→ **EXERCICES PROPOSÉS**
a) Pour chacune des affirmations (i), (ii) et (iii), dites si elle concorde avec l'extrait sur les bénéfices cardiovasculaires, en répondant par oui ou non et en citant à l'identique les mots de l'extrait qui tranchent. (i) L'étude a été publiée dans le journal de l'American Heart Association. (ii) Environ 32 000 adultes américains ont été suivis pendant six ans. (iii) Chez les fumeurs, le risque de maladie cardiaque était environ trois fois plus élevé que chez les non-fumeurs.
b) Recopiez sans rien changer le passage de l'extrait sur les bénéfices cardiovasculaires qui s'ouvre sur les mots contenant "Une étude récemment" et se referme sur "réduction des méfaits.".
═════ TEXTE EXTRAIT
Bénéfices cardiovasculaires

Une étude récemment publiée dans Circulation, le journal phare de l’American Heart Association, est une bonne illustration de l’impact positif de cette approche de réduction des méfaits.

Dans cette étude longitudinale, environ 32,000 adultes américains ont été suivis pendant une période de 6 ans (2013-2019) pour évaluer le risque de maladies cardiovasculaires (infarctus, AVC, insuffisance cardiaque) chez les fumeurs comparativement aux non-fumeurs, aux utilisateurs exclusifs de cigarettes électroniques ou aux doubles utilisateurs (tabac et cigarette électronique).

Les chercheurs ont tout d’abord observé, sans surprise, que les fumeurs présentaient un risque de maladie cardiaque beaucoup plus élevé (presque 2 fois) que les non-fumeurs (voir la Figure 1).

Figure 1. Hausse du risque de maladies cardiovasculaires chez les fumeurs, mais non chez les vapoteurs. Adapté de Berlowitz et Coll. (2022).
══════════
═════ ENTRÉES FOURNIES
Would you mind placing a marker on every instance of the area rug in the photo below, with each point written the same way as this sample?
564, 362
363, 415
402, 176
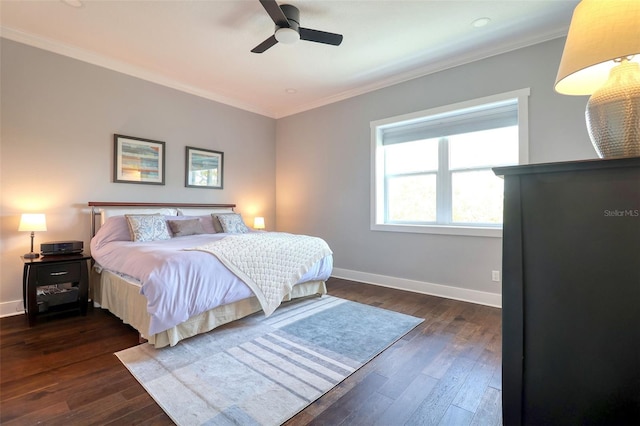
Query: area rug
263, 371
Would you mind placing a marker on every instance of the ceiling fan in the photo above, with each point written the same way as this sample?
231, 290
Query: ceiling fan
288, 30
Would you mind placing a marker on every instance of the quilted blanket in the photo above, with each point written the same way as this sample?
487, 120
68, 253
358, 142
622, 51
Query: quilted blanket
270, 263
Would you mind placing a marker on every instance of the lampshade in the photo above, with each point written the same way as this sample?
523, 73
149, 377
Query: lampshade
32, 222
600, 31
258, 222
602, 58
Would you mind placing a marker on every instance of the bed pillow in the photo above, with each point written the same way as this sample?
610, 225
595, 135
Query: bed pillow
232, 223
147, 227
205, 220
181, 228
216, 222
114, 229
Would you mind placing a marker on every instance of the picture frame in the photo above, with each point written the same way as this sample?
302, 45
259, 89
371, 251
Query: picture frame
203, 168
138, 160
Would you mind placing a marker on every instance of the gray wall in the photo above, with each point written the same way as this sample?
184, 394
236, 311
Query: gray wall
324, 170
312, 169
58, 120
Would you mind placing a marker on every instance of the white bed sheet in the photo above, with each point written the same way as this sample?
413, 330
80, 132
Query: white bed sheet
180, 284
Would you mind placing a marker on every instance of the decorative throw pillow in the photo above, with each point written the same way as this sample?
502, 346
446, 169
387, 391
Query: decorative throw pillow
147, 227
180, 228
232, 223
216, 222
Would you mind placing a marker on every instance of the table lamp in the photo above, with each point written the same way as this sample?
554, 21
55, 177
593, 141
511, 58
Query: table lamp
258, 222
601, 58
32, 222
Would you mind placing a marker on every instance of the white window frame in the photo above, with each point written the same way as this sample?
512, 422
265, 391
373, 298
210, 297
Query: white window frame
377, 163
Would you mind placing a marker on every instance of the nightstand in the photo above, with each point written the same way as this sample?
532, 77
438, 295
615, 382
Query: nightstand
55, 284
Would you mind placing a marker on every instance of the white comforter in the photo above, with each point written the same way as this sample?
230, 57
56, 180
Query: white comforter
180, 283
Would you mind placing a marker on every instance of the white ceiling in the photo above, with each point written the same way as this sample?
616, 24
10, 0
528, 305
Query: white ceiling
203, 47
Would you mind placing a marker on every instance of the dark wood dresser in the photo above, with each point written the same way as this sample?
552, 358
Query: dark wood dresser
571, 293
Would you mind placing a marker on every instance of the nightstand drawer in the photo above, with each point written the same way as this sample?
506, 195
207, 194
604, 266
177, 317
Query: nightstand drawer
58, 273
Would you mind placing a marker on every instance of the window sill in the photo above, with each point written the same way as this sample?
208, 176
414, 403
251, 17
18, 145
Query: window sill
466, 231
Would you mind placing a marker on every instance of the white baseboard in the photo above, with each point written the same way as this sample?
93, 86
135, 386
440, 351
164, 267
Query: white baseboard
449, 292
466, 295
8, 309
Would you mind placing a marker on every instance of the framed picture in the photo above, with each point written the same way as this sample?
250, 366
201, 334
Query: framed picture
138, 160
203, 168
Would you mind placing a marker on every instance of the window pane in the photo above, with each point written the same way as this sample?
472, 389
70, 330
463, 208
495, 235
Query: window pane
411, 198
477, 197
411, 157
488, 148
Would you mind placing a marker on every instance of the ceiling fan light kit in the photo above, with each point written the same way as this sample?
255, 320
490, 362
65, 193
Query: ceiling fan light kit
288, 31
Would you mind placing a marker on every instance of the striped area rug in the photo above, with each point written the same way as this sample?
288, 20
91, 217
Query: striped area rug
262, 371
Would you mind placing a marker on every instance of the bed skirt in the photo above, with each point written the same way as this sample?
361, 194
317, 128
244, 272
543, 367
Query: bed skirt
122, 298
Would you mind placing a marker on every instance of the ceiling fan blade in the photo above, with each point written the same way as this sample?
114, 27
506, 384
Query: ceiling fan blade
320, 36
276, 14
265, 45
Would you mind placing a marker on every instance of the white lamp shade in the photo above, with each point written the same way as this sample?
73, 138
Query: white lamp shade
600, 31
32, 222
258, 222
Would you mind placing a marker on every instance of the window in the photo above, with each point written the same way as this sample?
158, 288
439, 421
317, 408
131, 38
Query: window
432, 170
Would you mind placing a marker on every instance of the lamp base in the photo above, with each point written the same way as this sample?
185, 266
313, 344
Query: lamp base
613, 113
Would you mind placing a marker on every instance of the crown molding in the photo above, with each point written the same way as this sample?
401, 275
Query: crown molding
123, 67
431, 68
400, 77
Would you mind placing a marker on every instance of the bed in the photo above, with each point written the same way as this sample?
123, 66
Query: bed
202, 270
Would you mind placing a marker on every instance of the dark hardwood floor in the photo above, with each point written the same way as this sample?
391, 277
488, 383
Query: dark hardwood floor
447, 371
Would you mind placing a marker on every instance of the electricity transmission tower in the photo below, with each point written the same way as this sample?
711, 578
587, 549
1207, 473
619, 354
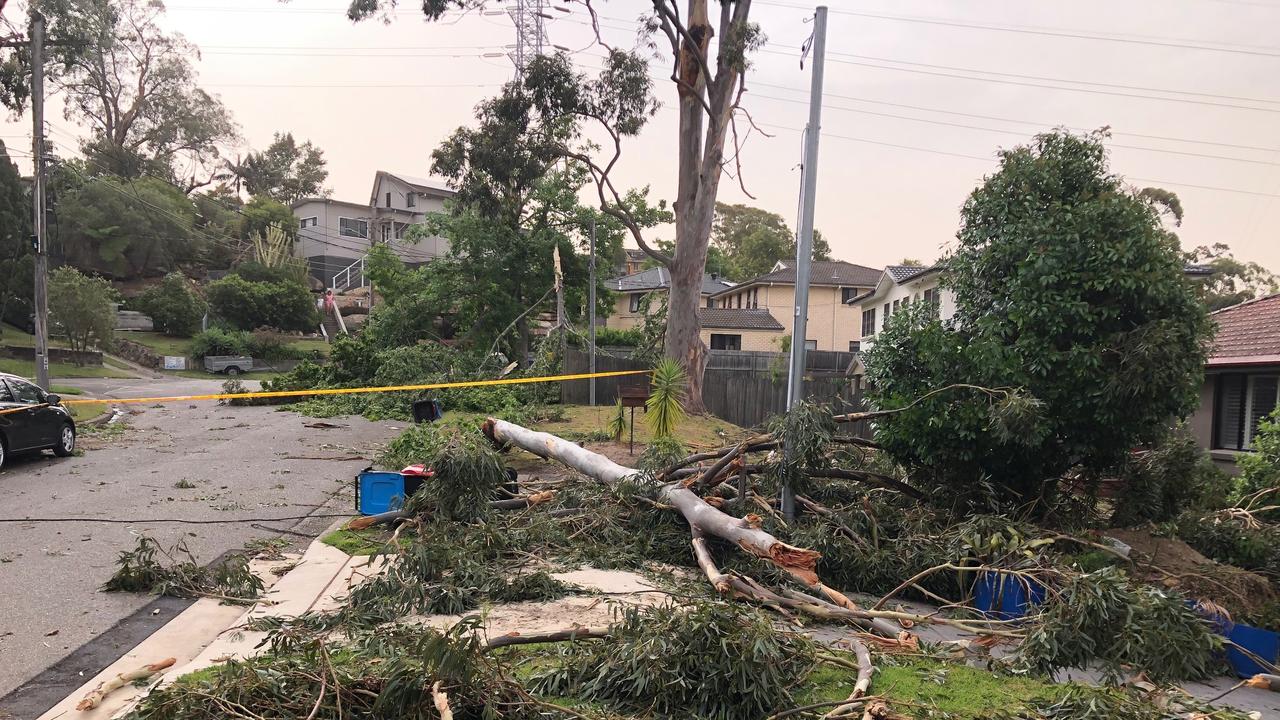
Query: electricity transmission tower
529, 18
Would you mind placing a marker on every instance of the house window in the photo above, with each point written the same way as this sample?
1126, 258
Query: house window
351, 227
726, 341
1240, 404
935, 297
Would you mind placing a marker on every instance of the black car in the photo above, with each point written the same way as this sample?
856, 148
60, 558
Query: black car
32, 419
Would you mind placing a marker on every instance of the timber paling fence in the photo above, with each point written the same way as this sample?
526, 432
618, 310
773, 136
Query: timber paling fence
744, 388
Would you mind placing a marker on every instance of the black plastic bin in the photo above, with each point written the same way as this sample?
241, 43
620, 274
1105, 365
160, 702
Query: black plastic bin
428, 410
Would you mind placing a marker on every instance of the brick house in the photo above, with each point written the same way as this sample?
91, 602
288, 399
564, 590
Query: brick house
1242, 378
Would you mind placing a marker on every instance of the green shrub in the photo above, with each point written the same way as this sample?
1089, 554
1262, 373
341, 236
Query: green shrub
81, 308
613, 337
284, 305
1124, 628
1229, 540
173, 305
1160, 482
711, 661
219, 341
1261, 469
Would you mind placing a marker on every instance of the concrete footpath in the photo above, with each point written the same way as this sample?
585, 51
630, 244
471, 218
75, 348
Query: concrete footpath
216, 477
209, 632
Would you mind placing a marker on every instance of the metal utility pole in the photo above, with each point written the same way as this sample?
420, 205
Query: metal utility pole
37, 195
590, 314
528, 17
804, 242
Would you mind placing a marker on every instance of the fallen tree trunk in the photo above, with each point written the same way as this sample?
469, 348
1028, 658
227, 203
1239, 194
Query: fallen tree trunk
798, 561
576, 633
97, 695
703, 518
862, 686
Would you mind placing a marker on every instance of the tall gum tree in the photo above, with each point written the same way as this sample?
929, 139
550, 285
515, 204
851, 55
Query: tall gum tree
709, 86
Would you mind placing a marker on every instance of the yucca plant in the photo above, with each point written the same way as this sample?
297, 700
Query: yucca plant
618, 423
666, 405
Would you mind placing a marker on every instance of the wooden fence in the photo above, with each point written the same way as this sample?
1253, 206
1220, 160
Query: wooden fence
745, 397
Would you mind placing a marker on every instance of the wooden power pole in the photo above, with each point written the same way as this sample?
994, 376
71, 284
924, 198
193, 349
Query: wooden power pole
37, 196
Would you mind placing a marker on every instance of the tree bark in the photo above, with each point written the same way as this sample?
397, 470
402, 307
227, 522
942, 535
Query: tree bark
705, 519
97, 695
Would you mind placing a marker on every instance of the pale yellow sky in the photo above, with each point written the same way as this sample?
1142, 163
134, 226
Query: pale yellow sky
378, 96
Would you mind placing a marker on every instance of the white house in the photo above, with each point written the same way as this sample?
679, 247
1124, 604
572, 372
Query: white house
334, 235
900, 286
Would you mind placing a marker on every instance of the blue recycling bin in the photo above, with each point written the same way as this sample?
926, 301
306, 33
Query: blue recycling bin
379, 492
1264, 643
1006, 597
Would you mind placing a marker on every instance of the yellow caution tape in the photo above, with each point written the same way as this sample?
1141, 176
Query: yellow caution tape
344, 390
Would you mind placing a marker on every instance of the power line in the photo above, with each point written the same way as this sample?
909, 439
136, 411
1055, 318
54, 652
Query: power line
1260, 50
849, 58
999, 118
868, 141
1184, 153
1042, 78
1191, 101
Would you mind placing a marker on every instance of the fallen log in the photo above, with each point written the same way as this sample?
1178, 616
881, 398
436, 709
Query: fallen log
704, 520
798, 561
97, 695
576, 633
860, 686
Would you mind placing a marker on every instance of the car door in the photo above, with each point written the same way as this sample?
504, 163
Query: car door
14, 419
35, 424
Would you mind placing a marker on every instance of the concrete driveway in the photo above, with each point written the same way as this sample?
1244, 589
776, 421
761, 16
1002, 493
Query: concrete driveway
243, 463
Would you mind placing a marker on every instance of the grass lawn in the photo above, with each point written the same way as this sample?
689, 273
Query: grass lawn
27, 369
584, 420
165, 345
87, 410
159, 342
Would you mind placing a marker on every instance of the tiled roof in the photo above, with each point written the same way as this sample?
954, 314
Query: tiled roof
429, 185
824, 273
1248, 331
903, 273
659, 278
737, 318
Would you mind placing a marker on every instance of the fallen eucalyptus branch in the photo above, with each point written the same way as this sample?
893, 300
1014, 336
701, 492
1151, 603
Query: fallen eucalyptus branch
97, 695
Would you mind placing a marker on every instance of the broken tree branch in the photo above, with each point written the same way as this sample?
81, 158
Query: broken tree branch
97, 695
864, 679
575, 633
442, 702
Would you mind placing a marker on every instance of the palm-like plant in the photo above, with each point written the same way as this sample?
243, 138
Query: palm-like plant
666, 404
618, 423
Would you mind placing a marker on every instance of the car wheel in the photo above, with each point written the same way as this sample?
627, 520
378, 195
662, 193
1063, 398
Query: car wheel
65, 441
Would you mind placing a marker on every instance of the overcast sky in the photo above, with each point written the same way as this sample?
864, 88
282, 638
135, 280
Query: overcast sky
918, 100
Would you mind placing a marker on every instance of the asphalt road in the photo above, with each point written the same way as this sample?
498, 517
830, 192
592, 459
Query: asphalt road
243, 463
══════════
→ **RÉPONSES ATTENDUES**
a)
(i) Oui : « publiée dans Circulation, le journal phare de l’American Heart Association ».
(ii) Oui : « environ 32,000 adultes américains ont été suivis pendant une période de 6 ans (2013-2019) ».
(iii) Non : « un risque de maladie cardiaque beaucoup plus élevé (presque 2 fois) que les non-fumeurs ».

b)
Une étude récemment publiée dans Circulation, le journal phare de l’American Heart Association, est une bonne illustration de l’impact positif de cette approche de réduction des méfaits.